The present disclosure relates to a method for processing multiple tasks based on an artificial intelligence and a mobility device using the method, and more particularly, to a multi-task processing method for inferring tasks of semantic segmentation, depth estimation, and monocular 3D object detection simultaneously based on an artificial intelligence and a mobility device using the method.

At least some studies on neural network structures use artificial intelligence (AI) models with different optimized structures to consider real-time inference for monocular 3D object detection and semantic segmentation.

An AI model for object detection identifies and estimates objects with various sizes and types. Accordingly, a structure used for representing such variety combines outputs of intermediate layers of a neural network. On the other hand, an AI model for semantic segmentation uses a two-pathway structure that merges a high-resolution path for detailed features of image space and a low-resolution path representing overall semantic features.

If hard-parameter sharing, which is a multi-task learning technique, is used on a real-time backbone in order to improve algorithm speed, an AI model with high inference speed may be constructed. There may be a problem of overall performance degradation due to the difference in tasks.

A specific task is conventionally performed by using an AI model structure optimized therefor, and in case no optimized AI model structure is used, there is a limitation on expected performance.

Additionally or alternatively, if a plurality of tasks are processed using respective AI models, there may be a problem in that a lot of resources need to be allocated to a controller with respect to processing all the tasks.

Accordingly, autonomous driving of a mobility requires an AI model structure capable of real-time inference for main tasks such as object detection, semantic segmentation, and depth estimation, and an attention-based model structure capable of resolving a negative transfer phenomenon.

The present disclosure may be directed to providing a multi-task processing method for inferring tasks of semantic segmentation, depth estimation, and/or monocular 3D object detection simultaneously based on an artificial intelligence and a mobility device (e.g., a vehicle, a drone, a robot, etc.) using the method.

The technical problems solved by the present disclosure are not limited to the above described technical problems. Other technical problems that are not described herein should be more clearly understood by a person having ordinary skill in the technical field, to which the present disclosure belongs, from the following description.

## ITEMS
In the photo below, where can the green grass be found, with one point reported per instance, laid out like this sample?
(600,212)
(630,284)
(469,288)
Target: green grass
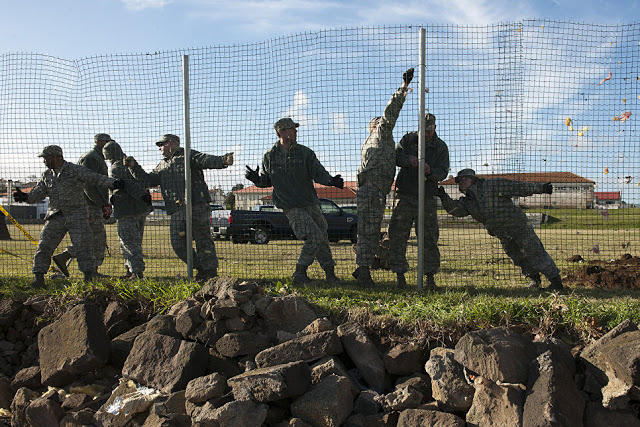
(481,288)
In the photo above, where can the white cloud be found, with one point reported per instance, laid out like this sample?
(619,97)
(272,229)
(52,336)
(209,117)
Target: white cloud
(145,4)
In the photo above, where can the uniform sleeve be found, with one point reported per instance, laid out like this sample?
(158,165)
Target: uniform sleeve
(206,161)
(402,159)
(391,113)
(90,177)
(37,193)
(131,185)
(508,188)
(148,179)
(440,170)
(318,173)
(454,207)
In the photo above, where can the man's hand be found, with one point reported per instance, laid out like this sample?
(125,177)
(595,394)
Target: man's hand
(147,199)
(227,159)
(19,196)
(337,181)
(252,175)
(407,76)
(442,193)
(107,210)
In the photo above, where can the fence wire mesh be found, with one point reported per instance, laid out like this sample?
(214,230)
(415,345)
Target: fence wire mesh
(535,101)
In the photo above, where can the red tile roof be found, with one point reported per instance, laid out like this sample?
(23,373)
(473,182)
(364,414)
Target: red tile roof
(607,195)
(554,177)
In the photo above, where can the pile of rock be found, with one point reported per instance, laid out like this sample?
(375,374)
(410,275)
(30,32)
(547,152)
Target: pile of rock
(233,356)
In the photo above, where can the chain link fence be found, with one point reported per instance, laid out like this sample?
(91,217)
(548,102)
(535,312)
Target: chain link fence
(536,101)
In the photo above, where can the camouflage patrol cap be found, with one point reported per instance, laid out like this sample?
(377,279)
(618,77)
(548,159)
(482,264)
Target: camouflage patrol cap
(429,120)
(286,123)
(51,150)
(102,137)
(466,173)
(168,138)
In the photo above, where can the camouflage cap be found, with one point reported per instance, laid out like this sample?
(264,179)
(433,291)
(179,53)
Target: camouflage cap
(102,137)
(429,120)
(464,173)
(286,123)
(51,150)
(168,138)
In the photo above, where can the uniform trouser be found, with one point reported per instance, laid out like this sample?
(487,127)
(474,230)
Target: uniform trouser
(371,203)
(527,252)
(130,232)
(55,227)
(309,225)
(98,236)
(405,214)
(204,256)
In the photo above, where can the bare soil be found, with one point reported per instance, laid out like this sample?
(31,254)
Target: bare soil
(623,273)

## REQUIRED TASKS
**A)** According to the passage on multi-task processing, why does an AI model for object detection use a structure that combines outputs of intermediate layers of a neural network? Answer in one to three sentences.
**B)** Do these statements agree with the passage on multi-task processing? For each, answer yes or no and quote the deciding words.
(i) The AI model for semantic segmentation merges a high-resolution path and a low-resolution path.
(ii) Using hard-parameter sharing on a real-time backbone is said to carry no risk to overall performance.
(iii) Processing several tasks with respective AI models needs only a small share of a controller's resources.
**C)** From the passage on multi-task processing, extract the part starting at "At least some" and ending at "and semantic segmentation.".
The records have no role here.

## RESPONSES IN ORDER
**A)** The model has to identify and estimate objects of many different sizes and types. Combining outputs of intermediate layers is the structure used to represent that variety.

**B)**
(i) Yes: "uses a two-pathway structure that merges a high-resolution path for detailed features of image space and a low-resolution path representing overall semantic features"
(ii) No: "There may be a problem of overall performance degradation due to the difference in tasks."
(iii) No: "a lot of resources need to be allocated to a controller with respect to processing all the tasks"

**C)**
At least some studies on neural network structures use artificial intelligence (AI) models with different optimized structures to consider real-time inference for monocular 3D object detection and semantic segmentation.